SET PROBLEM 1 >> Repeat the lines of the records starting with the line that contains "Reviewer note: every instance of the green lawn" and going on through the last line of the records, both ends included.

start TEXT SEGMENT

Monday, January 13, 2003


Eat Your Vegetables? Only at a Few Schools. School lunches have become a central issue in the national debate over why Americans are growing obese. By Elizabeth Becker and Marian Burros. [New York Times: NYT HomePage]

 

The really scary and insidious side to this entire story is how children are further being trained brand consumers. Less money for schools. Lower taxes. And to pay for all the basics, schools have to rely on corporate sponsors and vending machines, further reinforcing the disintegration of our world into a market state.

I just finished reading "The Dream of Scipio" which deals with civilized collapse over three epochs - the collapse of the Roman empire in Gaul, the Plague in Europe and WWII, all located, roughly, in Vaisson and Avignon. The choices each of the protagonists makes are informed by classical education and the instinct of the heart, loyalty to friends, loyalty to the permanency of ideals, and how brutal those choices can be.

Today, the very institutions, like government and the church, that were once keepers of the flame, our core values, are leading the dismantling of what makes us human. Marshall Berman, in All That is Solid Melts into Air, expresses his optimism in humans' continued ability to define individuality in an increasingly reflexive society, telling a first-hand account about a poor young black girl proudly showing off her new pants.  I think of that essay often, and how, when it was written fifteen or so years ago, there wasn't the level of commercialism that exists today. The choices people make about constructing identity are so limited, so superficial, with mainstream evangelical Christian traditions, the mega-Churches, enforcing those consumer values, rather than challenging them. Their Mickey Mouse Christianity is itself emblematic of a lack of reasoned commitment, and their messages of prosperity being a sign of God's grace a rallying cry for insipid consumer-values based lifestyles.

end TEXT SEGMENT
start DATASET CONTENT

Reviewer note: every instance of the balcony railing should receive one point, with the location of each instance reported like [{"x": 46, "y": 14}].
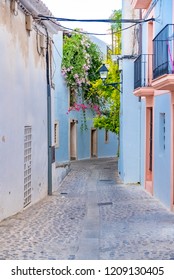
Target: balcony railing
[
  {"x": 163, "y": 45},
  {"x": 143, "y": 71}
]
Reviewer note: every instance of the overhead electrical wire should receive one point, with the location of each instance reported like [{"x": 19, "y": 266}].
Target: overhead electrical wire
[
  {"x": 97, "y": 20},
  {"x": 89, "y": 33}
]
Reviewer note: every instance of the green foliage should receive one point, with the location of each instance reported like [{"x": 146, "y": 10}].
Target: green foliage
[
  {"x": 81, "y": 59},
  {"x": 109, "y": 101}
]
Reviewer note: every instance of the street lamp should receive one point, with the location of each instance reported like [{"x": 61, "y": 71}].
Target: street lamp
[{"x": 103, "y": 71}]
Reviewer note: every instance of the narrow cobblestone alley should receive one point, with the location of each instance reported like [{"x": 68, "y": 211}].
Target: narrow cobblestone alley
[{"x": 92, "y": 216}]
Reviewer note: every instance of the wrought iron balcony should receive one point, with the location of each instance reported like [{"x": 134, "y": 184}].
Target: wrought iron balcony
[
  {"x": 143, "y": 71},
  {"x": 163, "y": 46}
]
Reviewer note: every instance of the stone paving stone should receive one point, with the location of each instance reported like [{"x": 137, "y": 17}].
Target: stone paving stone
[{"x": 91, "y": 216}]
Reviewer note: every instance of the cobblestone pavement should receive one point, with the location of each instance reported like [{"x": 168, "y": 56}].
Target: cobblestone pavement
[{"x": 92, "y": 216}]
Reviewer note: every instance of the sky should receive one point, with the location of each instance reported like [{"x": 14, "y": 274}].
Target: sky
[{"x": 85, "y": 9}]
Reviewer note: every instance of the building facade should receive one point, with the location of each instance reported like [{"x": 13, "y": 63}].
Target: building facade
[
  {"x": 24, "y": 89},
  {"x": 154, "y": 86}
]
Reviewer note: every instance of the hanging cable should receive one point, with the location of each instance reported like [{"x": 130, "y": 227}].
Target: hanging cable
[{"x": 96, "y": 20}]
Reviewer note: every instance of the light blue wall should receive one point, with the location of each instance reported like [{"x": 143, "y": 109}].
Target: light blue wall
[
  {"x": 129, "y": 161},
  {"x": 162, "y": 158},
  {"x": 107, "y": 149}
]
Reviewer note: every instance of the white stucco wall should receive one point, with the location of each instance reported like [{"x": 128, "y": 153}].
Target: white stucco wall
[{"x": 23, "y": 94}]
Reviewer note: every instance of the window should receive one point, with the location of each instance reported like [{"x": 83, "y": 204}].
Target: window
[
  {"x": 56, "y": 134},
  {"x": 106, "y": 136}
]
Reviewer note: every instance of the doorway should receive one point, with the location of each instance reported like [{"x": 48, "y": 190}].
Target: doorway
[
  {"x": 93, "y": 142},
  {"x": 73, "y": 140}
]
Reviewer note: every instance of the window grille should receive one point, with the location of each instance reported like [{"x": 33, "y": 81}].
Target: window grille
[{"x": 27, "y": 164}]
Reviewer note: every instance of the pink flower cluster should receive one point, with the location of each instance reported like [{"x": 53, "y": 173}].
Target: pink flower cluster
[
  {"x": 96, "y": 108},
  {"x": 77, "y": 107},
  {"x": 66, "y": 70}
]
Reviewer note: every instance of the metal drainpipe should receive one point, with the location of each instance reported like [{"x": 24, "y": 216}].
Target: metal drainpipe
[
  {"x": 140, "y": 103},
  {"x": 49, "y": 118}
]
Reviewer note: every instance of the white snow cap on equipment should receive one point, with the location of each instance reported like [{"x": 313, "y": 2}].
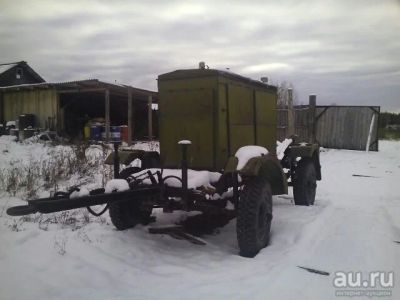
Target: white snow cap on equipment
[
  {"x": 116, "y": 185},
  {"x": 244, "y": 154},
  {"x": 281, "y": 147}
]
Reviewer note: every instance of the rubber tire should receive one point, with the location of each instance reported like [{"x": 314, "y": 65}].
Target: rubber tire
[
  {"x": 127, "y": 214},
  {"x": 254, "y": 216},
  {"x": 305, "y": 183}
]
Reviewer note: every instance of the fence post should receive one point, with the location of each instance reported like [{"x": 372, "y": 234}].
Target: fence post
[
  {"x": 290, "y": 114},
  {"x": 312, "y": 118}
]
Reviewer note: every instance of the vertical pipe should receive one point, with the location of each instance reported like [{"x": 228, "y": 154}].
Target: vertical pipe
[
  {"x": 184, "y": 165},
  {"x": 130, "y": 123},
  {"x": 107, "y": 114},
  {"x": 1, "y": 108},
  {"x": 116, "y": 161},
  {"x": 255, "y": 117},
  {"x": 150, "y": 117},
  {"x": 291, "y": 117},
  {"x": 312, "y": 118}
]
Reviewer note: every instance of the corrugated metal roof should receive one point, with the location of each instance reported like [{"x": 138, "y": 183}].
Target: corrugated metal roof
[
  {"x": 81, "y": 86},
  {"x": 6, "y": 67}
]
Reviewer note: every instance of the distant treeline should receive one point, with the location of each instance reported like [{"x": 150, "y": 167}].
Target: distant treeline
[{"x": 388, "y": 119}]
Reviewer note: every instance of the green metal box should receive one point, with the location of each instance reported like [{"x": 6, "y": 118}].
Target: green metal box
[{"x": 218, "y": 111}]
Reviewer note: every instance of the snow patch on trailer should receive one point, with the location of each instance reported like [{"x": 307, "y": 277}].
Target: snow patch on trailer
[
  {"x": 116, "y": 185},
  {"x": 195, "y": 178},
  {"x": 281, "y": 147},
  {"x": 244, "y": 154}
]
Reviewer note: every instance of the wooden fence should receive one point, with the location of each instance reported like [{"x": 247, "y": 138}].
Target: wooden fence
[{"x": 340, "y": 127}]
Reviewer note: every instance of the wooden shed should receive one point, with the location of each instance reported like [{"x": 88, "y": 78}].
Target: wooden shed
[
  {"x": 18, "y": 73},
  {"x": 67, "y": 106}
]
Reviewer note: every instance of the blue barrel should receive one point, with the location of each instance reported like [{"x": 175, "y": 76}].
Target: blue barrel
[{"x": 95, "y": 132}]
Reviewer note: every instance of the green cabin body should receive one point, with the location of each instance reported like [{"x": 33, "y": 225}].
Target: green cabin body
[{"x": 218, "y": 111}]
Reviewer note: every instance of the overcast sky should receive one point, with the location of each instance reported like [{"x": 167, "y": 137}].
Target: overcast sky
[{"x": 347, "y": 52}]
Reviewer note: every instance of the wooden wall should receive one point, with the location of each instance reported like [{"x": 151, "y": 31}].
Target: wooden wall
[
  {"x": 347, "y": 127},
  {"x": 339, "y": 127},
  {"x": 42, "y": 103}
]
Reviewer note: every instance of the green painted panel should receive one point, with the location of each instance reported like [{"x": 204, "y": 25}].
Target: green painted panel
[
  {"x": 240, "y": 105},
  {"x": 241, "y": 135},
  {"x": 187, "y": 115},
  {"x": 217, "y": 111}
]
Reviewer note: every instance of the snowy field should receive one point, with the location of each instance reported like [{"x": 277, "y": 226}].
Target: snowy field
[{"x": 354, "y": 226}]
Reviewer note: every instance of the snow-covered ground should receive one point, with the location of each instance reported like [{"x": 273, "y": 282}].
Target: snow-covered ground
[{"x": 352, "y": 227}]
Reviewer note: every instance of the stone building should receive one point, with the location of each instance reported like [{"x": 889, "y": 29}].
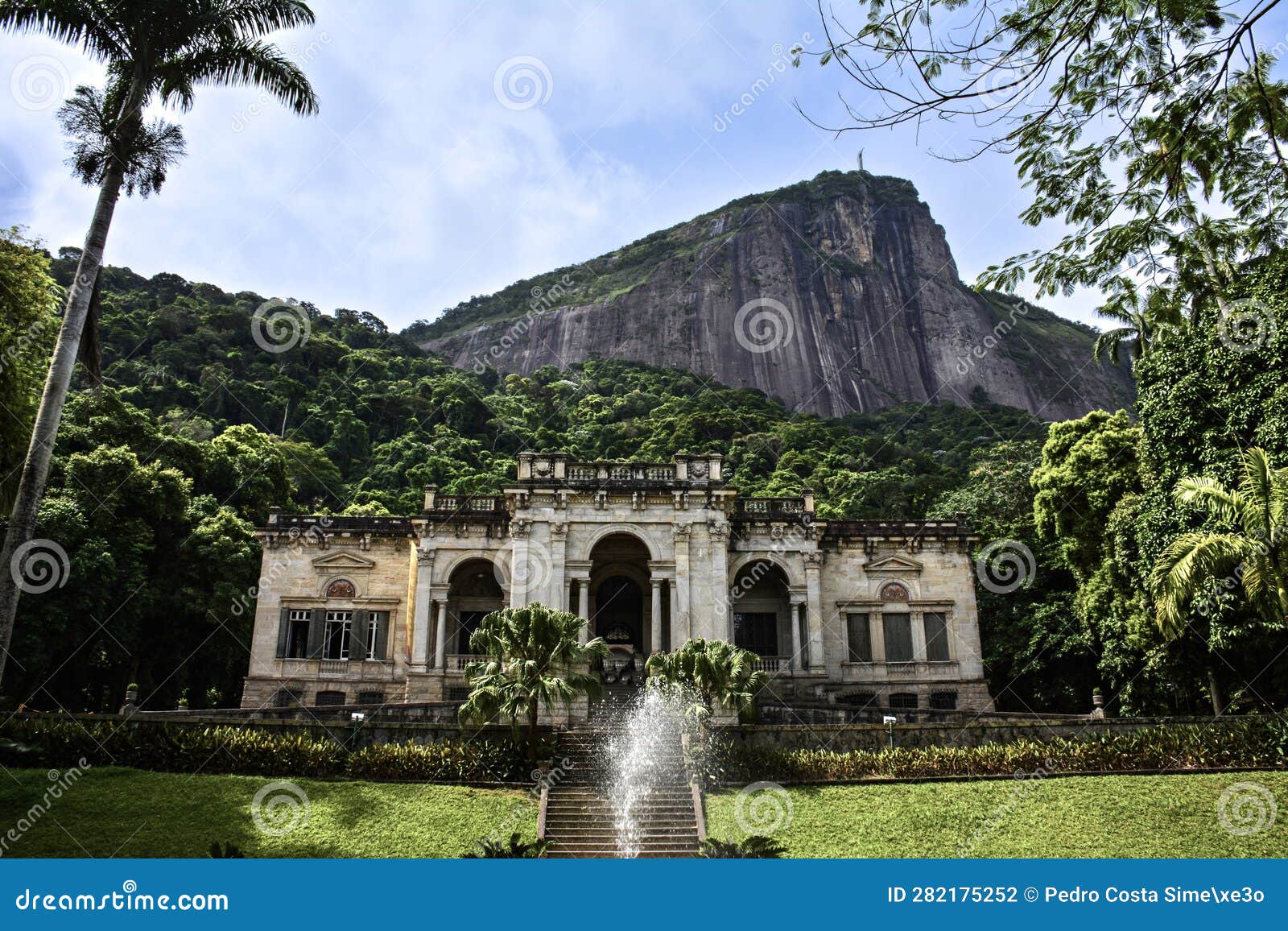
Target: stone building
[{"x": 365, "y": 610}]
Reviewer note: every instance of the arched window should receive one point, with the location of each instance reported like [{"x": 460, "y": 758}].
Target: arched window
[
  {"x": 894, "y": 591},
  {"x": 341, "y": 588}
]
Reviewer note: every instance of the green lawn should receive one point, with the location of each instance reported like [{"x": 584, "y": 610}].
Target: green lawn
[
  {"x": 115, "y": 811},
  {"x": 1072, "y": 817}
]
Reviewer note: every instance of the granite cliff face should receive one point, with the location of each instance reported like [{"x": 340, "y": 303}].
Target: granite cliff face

end DATASET CONTENT

SET PROBLEM 2 >> List the three epochs of civilized collapse that, according to the post on school lunches, "The Dream of Scipio" deals with.

COMPLETE RESPONSE 1 >>
Reviewer note: every instance of the green lawn should receive one point, with the location of each instance reported like [{"x": 584, "y": 610}].
Target: green lawn
[
  {"x": 115, "y": 811},
  {"x": 1072, "y": 817}
]
Reviewer note: every instance of the granite cliff face should receive one point, with the location of each instance reported like [{"x": 340, "y": 303}].
Target: granite cliff face

COMPLETE RESPONSE 2 >>
- The collapse of the Roman empire in Gaul
- The Plague in Europe
- WWII